TASK PROMPT → Copy every line of the listing that holds the string "warriors".
[[ INFORMATION GIVEN open ]]
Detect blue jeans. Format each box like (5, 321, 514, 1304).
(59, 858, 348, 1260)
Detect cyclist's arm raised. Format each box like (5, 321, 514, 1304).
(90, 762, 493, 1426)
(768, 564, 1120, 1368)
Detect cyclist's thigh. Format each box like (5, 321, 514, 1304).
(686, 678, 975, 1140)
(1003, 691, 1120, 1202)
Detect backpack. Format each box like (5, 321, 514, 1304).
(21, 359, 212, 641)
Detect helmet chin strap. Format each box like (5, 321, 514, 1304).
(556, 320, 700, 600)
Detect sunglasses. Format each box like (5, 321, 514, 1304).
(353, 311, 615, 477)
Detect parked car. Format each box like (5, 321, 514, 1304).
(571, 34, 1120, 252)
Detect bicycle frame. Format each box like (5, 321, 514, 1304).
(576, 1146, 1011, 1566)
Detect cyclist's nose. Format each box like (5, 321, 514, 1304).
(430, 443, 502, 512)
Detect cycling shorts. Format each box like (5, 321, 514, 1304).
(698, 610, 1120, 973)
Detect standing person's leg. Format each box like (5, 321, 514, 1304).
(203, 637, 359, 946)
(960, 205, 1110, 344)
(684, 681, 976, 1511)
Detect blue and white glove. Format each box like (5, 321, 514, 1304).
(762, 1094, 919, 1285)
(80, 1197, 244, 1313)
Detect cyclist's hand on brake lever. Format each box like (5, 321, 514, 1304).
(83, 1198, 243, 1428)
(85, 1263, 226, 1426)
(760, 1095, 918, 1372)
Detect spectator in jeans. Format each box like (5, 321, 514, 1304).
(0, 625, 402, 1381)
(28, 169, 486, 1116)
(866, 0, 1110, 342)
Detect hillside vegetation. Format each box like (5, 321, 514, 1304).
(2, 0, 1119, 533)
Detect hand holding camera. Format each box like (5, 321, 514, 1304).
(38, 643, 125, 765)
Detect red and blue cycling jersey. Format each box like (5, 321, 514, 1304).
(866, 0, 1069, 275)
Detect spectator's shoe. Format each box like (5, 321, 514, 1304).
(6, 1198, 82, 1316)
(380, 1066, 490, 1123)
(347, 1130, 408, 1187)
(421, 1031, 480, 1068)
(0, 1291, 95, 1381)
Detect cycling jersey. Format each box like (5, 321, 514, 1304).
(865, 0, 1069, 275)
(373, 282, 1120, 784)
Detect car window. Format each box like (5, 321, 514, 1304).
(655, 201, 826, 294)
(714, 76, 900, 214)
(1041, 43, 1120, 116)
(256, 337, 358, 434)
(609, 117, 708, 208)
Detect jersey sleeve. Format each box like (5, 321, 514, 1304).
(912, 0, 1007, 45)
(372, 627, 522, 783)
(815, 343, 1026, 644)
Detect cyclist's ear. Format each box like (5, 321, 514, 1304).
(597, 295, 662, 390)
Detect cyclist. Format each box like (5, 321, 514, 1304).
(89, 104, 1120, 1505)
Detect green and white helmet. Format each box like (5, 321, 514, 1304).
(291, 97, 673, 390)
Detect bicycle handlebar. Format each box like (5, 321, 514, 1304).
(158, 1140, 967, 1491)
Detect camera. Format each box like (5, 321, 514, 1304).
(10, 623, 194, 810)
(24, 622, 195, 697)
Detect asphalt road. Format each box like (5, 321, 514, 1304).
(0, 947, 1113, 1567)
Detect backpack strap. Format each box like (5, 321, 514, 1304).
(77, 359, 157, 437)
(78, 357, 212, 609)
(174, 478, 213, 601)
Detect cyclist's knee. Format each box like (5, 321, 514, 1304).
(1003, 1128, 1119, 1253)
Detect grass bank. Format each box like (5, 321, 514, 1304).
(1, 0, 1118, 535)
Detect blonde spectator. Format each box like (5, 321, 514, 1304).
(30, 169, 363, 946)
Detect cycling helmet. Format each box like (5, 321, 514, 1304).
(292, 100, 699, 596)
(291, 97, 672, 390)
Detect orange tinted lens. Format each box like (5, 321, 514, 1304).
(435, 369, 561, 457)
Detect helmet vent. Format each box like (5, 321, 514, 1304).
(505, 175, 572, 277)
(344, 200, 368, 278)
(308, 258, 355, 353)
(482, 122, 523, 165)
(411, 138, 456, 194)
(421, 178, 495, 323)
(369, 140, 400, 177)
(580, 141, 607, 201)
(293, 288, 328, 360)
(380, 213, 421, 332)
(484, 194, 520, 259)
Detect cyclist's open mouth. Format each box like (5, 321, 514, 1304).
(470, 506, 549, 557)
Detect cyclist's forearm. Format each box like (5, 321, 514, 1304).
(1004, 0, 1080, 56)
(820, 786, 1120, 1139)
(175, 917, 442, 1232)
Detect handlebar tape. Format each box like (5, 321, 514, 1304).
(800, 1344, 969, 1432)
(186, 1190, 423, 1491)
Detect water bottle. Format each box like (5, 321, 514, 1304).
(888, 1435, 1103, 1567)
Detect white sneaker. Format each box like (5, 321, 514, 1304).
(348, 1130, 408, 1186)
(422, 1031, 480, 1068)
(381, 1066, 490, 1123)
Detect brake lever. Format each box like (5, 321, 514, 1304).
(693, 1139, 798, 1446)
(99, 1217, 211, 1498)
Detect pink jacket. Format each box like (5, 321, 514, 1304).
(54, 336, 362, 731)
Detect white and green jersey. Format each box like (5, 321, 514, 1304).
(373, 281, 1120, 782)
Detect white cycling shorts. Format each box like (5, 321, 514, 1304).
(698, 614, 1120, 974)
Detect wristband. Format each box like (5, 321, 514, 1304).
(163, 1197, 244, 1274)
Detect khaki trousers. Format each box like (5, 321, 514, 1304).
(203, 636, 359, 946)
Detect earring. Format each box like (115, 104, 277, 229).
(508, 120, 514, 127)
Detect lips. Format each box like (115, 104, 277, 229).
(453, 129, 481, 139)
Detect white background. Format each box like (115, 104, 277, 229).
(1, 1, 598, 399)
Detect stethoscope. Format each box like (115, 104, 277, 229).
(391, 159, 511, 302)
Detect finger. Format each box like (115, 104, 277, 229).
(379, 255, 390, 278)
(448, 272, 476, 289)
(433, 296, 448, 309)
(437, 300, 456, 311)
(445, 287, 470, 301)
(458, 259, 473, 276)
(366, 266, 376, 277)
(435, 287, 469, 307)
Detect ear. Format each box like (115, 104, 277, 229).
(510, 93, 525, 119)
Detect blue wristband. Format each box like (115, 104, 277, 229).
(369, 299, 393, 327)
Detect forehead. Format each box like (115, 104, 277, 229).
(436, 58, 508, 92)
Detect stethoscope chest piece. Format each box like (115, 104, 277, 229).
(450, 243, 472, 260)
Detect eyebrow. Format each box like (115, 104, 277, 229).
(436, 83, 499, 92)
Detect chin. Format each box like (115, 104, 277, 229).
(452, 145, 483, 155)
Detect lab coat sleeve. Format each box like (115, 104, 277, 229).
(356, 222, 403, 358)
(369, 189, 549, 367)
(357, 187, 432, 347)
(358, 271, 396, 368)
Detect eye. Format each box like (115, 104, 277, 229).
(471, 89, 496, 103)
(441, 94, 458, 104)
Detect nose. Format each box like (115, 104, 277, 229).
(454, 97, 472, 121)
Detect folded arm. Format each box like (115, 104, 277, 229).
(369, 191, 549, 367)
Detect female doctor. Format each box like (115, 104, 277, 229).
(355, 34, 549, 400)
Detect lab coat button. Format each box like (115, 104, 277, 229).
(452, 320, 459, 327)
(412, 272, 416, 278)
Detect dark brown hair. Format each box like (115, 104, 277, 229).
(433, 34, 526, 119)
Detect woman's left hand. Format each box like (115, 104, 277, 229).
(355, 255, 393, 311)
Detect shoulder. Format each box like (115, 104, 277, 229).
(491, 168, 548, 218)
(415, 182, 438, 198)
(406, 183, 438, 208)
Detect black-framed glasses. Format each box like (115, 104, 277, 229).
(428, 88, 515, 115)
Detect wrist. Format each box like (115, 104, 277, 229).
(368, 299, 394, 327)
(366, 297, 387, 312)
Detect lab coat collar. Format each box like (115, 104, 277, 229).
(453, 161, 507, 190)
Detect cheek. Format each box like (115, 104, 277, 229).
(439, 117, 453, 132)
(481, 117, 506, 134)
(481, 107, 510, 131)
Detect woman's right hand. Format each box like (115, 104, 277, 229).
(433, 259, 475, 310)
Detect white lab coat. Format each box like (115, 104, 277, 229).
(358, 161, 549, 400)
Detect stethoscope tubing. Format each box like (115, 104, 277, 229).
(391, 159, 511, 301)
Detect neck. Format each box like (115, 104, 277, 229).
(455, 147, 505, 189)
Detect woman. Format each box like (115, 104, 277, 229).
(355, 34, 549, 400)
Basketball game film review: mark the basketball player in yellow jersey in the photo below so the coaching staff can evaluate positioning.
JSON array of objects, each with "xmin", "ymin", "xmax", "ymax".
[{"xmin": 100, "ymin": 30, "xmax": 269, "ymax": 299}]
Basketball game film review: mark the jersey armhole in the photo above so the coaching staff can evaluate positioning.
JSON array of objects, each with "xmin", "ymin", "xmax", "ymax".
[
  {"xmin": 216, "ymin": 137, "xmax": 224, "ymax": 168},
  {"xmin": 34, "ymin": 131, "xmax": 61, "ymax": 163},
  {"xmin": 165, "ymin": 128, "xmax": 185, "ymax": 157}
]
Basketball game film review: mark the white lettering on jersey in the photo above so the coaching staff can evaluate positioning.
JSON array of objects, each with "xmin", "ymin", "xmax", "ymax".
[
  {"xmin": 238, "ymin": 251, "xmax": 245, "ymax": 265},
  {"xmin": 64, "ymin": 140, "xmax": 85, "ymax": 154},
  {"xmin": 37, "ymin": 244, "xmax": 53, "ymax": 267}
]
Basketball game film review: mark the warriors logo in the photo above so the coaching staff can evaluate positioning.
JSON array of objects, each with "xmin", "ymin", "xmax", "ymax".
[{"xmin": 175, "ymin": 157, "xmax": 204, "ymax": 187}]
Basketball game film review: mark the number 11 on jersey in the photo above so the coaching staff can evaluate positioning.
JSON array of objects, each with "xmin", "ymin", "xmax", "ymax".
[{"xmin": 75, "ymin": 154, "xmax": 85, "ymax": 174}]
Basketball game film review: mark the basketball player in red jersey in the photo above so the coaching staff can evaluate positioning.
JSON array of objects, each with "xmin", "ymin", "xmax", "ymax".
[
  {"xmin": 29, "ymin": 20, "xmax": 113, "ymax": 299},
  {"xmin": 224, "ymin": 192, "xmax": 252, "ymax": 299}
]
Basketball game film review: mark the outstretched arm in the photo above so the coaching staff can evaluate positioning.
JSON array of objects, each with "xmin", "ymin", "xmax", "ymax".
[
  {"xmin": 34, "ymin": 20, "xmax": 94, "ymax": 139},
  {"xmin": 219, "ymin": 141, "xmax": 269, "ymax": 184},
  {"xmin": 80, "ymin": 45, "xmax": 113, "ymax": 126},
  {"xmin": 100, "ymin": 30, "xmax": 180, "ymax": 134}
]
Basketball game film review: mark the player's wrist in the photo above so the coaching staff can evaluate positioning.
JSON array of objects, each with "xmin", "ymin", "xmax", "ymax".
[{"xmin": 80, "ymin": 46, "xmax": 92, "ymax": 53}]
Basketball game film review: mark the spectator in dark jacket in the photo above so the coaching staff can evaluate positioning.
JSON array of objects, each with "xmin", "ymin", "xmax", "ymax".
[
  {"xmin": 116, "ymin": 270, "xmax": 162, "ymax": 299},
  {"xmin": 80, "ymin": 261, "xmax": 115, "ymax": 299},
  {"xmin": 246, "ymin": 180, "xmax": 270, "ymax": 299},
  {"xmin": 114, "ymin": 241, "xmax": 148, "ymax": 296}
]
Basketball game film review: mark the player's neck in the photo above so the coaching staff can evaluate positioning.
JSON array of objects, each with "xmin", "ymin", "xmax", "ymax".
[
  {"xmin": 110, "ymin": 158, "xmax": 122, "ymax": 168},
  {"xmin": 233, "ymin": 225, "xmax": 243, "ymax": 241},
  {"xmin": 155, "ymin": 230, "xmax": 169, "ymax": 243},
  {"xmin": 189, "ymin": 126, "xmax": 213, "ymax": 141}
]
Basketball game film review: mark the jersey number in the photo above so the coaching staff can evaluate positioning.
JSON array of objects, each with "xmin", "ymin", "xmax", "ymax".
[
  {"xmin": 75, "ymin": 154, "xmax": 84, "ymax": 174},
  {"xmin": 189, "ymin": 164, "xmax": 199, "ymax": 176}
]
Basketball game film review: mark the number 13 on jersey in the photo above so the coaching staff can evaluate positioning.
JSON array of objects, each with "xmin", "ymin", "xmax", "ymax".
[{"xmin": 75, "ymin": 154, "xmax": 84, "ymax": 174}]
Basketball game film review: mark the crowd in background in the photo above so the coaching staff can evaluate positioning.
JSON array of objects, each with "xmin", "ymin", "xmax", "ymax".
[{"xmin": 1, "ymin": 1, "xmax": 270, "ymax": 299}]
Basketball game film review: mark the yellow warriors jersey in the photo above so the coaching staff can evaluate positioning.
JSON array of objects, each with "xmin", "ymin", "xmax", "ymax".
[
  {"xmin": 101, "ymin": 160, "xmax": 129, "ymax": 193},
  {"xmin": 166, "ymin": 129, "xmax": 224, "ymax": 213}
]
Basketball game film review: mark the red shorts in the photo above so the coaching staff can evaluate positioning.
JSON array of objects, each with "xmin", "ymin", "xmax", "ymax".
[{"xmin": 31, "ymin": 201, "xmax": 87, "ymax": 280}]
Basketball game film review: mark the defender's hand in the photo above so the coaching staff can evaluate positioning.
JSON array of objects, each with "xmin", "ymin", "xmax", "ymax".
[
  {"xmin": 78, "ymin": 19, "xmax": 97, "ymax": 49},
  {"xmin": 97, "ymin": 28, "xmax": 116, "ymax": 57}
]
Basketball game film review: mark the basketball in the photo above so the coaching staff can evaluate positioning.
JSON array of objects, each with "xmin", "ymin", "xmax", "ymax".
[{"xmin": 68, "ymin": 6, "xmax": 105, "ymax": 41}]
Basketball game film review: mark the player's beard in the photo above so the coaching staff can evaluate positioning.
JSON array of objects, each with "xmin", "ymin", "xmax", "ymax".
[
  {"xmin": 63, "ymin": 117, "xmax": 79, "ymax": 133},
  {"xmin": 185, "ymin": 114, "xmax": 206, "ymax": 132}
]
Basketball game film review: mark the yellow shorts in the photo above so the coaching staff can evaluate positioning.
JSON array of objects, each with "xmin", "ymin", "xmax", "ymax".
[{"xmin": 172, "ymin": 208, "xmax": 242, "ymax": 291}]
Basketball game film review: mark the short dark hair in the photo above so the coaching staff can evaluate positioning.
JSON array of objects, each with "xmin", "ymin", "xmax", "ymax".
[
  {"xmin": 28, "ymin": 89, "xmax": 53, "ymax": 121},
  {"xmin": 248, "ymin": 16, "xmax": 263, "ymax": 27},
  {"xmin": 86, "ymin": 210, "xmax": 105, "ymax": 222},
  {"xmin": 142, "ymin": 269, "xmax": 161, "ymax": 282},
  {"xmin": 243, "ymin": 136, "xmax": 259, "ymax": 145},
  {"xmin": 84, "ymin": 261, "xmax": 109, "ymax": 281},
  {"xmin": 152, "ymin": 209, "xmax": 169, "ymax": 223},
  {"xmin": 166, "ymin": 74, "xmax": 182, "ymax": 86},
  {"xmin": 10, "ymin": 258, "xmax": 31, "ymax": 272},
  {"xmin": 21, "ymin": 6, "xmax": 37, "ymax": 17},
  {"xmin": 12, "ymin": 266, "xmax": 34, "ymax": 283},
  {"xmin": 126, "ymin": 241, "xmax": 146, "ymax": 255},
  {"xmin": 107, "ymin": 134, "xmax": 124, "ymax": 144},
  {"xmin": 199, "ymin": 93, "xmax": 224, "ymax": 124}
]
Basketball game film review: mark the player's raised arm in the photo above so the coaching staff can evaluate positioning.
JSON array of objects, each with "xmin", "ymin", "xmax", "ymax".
[[ INFORMATION GIVEN closed ]]
FINISHED TASK →
Basketball game film review: mark the warriors logo in the photo above so the coaching staff can evaluate positioning.
Basketball game film review: mark the yellow warriors jersey in the photo above so the coaching staff can evaluate positioning.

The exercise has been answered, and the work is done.